>>>

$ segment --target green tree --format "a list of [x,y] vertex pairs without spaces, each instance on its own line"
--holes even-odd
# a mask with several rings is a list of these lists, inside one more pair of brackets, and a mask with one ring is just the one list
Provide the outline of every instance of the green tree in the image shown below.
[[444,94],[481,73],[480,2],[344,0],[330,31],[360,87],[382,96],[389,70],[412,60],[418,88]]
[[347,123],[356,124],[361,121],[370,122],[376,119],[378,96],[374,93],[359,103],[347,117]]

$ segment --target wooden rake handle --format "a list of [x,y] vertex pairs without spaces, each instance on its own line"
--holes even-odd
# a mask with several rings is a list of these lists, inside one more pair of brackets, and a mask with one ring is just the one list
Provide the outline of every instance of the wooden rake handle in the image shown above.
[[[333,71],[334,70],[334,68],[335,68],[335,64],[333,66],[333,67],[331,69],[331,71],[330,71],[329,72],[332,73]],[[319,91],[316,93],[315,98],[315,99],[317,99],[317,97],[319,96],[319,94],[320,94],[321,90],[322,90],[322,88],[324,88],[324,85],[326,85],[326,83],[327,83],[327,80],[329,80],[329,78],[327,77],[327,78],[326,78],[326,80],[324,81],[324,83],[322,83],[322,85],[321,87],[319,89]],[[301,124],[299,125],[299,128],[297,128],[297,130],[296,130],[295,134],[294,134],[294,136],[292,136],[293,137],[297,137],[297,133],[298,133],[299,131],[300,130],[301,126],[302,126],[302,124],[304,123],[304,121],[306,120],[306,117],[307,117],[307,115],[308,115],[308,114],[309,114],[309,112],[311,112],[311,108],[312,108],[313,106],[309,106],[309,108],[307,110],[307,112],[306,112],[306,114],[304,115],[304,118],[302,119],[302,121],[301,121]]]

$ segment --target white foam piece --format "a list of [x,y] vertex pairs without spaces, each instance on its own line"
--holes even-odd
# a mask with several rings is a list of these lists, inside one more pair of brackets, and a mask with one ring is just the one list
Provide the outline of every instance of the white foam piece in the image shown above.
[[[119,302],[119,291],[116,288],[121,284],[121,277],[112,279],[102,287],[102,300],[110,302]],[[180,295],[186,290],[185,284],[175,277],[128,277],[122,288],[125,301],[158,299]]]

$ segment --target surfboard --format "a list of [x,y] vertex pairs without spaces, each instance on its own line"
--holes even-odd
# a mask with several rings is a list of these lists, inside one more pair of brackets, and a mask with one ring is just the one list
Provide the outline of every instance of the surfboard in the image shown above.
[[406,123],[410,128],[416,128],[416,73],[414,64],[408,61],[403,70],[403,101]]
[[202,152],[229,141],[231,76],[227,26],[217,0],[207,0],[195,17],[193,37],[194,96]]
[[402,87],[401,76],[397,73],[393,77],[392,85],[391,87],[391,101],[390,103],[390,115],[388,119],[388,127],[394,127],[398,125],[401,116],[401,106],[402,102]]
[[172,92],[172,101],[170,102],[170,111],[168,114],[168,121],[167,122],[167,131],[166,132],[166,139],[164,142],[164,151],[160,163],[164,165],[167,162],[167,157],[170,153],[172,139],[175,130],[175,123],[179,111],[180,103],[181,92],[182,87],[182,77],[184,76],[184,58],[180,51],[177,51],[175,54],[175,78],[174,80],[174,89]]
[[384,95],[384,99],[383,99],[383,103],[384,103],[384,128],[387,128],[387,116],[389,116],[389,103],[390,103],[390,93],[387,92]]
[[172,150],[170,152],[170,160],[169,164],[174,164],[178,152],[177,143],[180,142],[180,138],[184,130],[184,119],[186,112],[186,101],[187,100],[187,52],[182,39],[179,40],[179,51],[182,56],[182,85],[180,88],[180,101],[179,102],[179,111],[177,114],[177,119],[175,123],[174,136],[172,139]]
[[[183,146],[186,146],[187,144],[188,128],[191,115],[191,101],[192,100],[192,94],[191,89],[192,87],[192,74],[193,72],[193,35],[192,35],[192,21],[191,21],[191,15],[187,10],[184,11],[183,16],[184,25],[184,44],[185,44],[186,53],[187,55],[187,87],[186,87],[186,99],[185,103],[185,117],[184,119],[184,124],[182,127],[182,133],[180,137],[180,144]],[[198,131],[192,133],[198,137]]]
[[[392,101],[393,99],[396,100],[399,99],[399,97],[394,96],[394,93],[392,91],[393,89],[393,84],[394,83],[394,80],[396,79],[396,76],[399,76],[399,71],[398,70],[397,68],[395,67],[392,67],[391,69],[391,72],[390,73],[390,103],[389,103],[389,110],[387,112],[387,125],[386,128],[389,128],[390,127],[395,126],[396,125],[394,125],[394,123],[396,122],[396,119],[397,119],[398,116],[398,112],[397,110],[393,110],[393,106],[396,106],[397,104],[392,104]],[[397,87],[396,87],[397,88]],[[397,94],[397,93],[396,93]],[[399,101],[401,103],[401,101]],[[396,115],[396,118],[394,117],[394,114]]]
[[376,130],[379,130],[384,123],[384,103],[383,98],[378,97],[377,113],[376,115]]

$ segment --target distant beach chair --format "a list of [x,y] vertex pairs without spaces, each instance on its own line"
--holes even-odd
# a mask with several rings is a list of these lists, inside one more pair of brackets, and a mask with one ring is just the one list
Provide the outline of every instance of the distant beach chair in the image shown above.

<<<

■ Given instruction: Quote the listing in full, please, keeping every line exact.

■ Output below:
$ segment --target green tree --format "a list of [x,y] vertex pairs without spaces, each instance on its own line"
--holes even-odd
# a mask with several rings is a list of these lists, inside one more pair of brackets, and a mask with one ring is just the one list
Provide the outline of every instance of the green tree in the image shown below.
[[444,94],[481,73],[480,2],[344,0],[330,31],[360,87],[382,96],[389,70],[412,60],[418,88]]
[[347,123],[356,124],[361,121],[370,122],[376,119],[378,96],[374,93],[359,103],[347,117]]

$ segment --target wooden rake handle --format "a list of [x,y] vertex pairs without spaces, each instance on its own line"
--holes even-odd
# a mask with several rings is a list of these lists, inside one more pair of brackets, and a mask with one ring is just the one list
Provide the outline of every instance of the wooden rake handle in the image shown above.
[[[333,71],[334,70],[334,68],[335,68],[335,64],[333,66],[333,67],[331,69],[331,71],[330,71],[329,72],[332,73]],[[319,91],[316,93],[315,98],[315,99],[317,99],[317,97],[319,96],[319,94],[320,94],[321,90],[322,90],[322,88],[324,88],[324,85],[326,85],[326,83],[327,83],[327,80],[329,80],[329,78],[327,77],[327,78],[326,78],[326,80],[324,81],[324,83],[322,83],[322,85],[321,87],[319,89]],[[301,124],[299,125],[299,128],[297,128],[297,130],[296,130],[295,134],[294,134],[294,136],[292,136],[293,137],[297,137],[297,133],[298,133],[299,131],[300,130],[301,126],[302,126],[302,124],[304,123],[304,121],[306,120],[306,117],[307,117],[307,115],[308,115],[308,114],[309,114],[309,112],[311,112],[311,108],[312,108],[313,106],[309,106],[309,108],[307,110],[307,112],[306,112],[306,114],[304,115],[304,118],[302,119],[302,121],[301,121]]]

$ segment --target white foam piece --format "a list of [x,y] vertex pairs without spaces, each instance on its own line"
--holes even-odd
# a mask with several rings is a list of these lists, inside one more pair of brackets, and a mask with one ring is just the one list
Provide the outline of every instance of the white foam piece in the image shown above.
[[[119,302],[119,291],[116,288],[121,284],[121,277],[112,279],[102,287],[102,300],[110,302]],[[180,295],[186,290],[185,284],[175,277],[128,277],[122,288],[125,301],[158,299]]]

$ segment --target surfboard --format "a list of [x,y] vertex pairs without spaces, each instance on its own line"
--holes even-odd
# a mask with several rings is a list of these lists, inside one more pair of brackets, and a mask with one ring is just the one list
Provide the outline of every instance of the surfboard in the image shown above.
[[406,123],[410,128],[416,128],[416,73],[414,64],[408,61],[403,70],[403,101]]
[[202,152],[229,141],[231,76],[227,26],[217,0],[207,0],[195,17],[193,37],[194,96]]
[[402,87],[401,76],[397,73],[393,77],[392,85],[391,87],[391,101],[390,103],[390,115],[388,119],[388,127],[394,127],[398,125],[401,116],[401,106],[402,102]]
[[172,92],[172,101],[170,102],[170,111],[168,114],[168,121],[167,122],[167,131],[166,132],[166,139],[164,142],[164,151],[160,163],[164,165],[167,162],[167,157],[170,153],[172,139],[175,130],[175,123],[179,111],[180,103],[181,92],[182,87],[182,77],[184,76],[184,58],[180,51],[177,51],[175,54],[175,78],[174,80],[174,89]]
[[384,95],[384,99],[383,99],[383,103],[384,103],[384,128],[387,128],[387,116],[389,116],[389,103],[390,103],[390,93],[387,92]]
[[172,150],[170,152],[170,160],[169,164],[174,164],[178,152],[177,143],[180,142],[180,138],[184,130],[184,119],[186,112],[186,101],[187,100],[187,52],[182,39],[179,40],[179,51],[182,56],[182,85],[180,88],[180,101],[179,102],[179,111],[177,114],[177,119],[175,123],[174,136],[172,139]]
[[[183,146],[186,146],[187,144],[188,128],[191,115],[191,101],[192,100],[192,94],[191,89],[192,87],[192,74],[193,72],[193,35],[192,35],[192,21],[191,21],[191,15],[187,10],[184,11],[183,16],[184,25],[184,44],[185,44],[186,53],[187,55],[187,87],[186,87],[186,99],[185,103],[185,117],[184,119],[184,124],[182,127],[182,133],[180,137],[180,144]],[[198,131],[192,133],[198,137]]]
[[[392,101],[393,99],[396,100],[399,99],[399,97],[394,96],[394,93],[392,91],[393,89],[393,84],[394,83],[394,80],[396,79],[396,76],[399,76],[399,71],[398,70],[397,68],[395,67],[392,67],[391,69],[391,72],[390,73],[390,103],[389,103],[389,110],[387,112],[387,125],[386,128],[389,128],[390,127],[395,126],[396,125],[394,125],[394,123],[396,122],[396,119],[397,119],[398,116],[398,112],[397,110],[393,110],[393,106],[396,106],[397,104],[392,104]],[[397,87],[396,87],[397,88]],[[397,94],[397,93],[396,93]],[[399,101],[401,103],[401,101]],[[396,115],[396,118],[394,117],[394,114]]]
[[376,130],[379,130],[384,123],[384,103],[383,98],[378,97],[377,113],[376,115]]

$ segment --target distant beach chair --format "a list of [x,y] vertex pairs without spaces, each instance on its own line"
--holes even-odd
# a mask with several rings is a list of these lists, inside one more pair of brackets, and a mask with one ring is just the one list
Provide the outline of every instance of the distant beach chair in the image shown above.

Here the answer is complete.